Present value adjustment

 

 

(460)

Total lease liabilities

 

$

2,018

Less: current lease liabilities

 

 

(602)

Long term lease liabilities

 

$

1,416

 

The Company has entered into various agreements with contract manufacturing organizations to provide clinical trial materials and with vendors for preclinical research studies, synthetic chemistry and other services for operating purposes. These payments are not included in the table of operating lease payments above since the contracts are generally cancelable at any time upon less than 90 days’ prior written notice. The Company is not contractually able to terminate for convenience and avoid any and all future obligations to these vendors. Under such agreements, the Company is contractually obligated to make certain minimum payments to the vendors, with the payments in the event of a termination with less than 90 days’ notice based on the timing of the termination and the exact terms of the agreement.

Legal proceedings

From time to time, the Company or its subsidiaries may become involved in various legal proceedings and claims, either asserted or unasserted, which arise in the ordinary course of business.

In September 2016, the Company filed a complaint in the District Court of The Hague against Pepscan Systems B.V. (“Pepscan”) to contest the right of Pepscan to terminate a non‑exclusive patent license agreement entered into with Pepscan in 2009 and 2010 (“PLA”). In response, Pepscan counterclaimed for injunctive relief and unquantified damages. The Company is vigorously prosecuting its claims and defending against those of Pepscan. The Company does not believe that a loss is probable or estimable at this time, and as such, the Company has not recorded a liability related to the Pepscan litigation as of September 30, 2019 and December 31, 2018. Should the Company not be successful in maintaining its rights to Pepscan’s patent or in the Company’s alternative demand that the patent be invalidated, commercialization of the Company’s lead product could be delayed. As the Pepscan patent expires prior to the expected commercialization date of the product, the Company does not believe that the legal proceedings could have a material adverse effect on the Company’s business and operating results.

(Referring expression grounding data)
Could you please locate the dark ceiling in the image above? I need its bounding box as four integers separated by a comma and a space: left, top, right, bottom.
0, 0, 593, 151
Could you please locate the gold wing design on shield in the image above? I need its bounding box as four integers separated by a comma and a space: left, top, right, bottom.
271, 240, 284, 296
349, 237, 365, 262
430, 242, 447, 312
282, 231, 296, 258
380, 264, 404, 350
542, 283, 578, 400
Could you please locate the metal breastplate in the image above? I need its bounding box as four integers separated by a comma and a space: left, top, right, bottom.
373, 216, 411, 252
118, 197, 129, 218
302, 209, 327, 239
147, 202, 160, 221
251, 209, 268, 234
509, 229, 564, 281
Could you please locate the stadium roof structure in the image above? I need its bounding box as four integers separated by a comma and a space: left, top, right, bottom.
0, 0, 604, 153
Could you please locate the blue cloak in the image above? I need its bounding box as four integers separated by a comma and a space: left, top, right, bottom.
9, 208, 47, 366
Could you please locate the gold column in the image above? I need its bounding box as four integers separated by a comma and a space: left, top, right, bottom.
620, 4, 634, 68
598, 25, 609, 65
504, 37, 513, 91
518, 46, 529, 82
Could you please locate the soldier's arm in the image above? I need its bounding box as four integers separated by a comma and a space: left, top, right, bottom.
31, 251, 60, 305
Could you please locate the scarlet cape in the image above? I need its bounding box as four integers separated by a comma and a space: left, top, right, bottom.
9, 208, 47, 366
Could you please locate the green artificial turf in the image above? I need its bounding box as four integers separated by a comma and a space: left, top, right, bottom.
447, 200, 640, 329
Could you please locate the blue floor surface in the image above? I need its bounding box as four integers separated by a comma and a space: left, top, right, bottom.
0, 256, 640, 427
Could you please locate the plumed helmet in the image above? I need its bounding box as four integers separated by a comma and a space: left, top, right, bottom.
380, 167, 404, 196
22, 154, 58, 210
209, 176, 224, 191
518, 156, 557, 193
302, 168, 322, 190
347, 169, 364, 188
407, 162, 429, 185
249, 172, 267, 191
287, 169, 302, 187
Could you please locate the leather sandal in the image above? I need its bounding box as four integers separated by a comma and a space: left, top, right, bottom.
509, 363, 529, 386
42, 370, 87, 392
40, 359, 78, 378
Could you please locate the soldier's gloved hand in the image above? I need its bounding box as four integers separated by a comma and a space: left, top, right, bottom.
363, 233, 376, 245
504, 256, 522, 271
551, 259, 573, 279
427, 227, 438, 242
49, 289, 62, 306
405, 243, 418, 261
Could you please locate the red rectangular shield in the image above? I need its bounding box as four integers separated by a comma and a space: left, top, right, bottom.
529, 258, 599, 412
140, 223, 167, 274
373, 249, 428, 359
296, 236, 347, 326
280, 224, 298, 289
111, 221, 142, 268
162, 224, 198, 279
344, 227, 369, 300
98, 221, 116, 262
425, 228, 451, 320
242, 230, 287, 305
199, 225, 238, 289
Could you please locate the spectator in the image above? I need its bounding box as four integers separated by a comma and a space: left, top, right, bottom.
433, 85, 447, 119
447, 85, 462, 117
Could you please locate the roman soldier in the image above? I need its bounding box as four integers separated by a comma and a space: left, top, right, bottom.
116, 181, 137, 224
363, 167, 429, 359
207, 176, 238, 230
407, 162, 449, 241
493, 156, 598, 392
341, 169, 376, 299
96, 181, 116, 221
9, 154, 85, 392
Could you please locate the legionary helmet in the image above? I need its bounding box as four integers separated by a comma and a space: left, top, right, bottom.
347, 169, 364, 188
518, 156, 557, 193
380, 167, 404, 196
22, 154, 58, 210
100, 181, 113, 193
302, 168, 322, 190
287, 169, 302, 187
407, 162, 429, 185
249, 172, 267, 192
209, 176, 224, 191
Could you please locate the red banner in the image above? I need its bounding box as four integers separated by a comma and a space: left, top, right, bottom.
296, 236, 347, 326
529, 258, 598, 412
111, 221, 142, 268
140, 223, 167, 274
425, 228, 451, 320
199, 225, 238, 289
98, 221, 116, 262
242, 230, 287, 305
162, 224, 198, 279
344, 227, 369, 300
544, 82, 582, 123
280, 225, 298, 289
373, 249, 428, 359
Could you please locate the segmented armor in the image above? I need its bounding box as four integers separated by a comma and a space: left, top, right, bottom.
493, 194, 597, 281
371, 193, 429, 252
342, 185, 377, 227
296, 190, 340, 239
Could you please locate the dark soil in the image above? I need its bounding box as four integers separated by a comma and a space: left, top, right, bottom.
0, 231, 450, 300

## Exercise 1
In the filing excerpt, which court received the Company's complaint against Pepscan?
## Exercise 2
Transcribe the filing excerpt word for word, starting at the words "From time to" and ending after the words "course of business.".

## Result 1
The District Court of The Hague.

## Result 2
From time to time, the Company or its subsidiaries may become involved in various legal proceedings and claims, either asserted or unasserted, which arise in the ordinary course of business.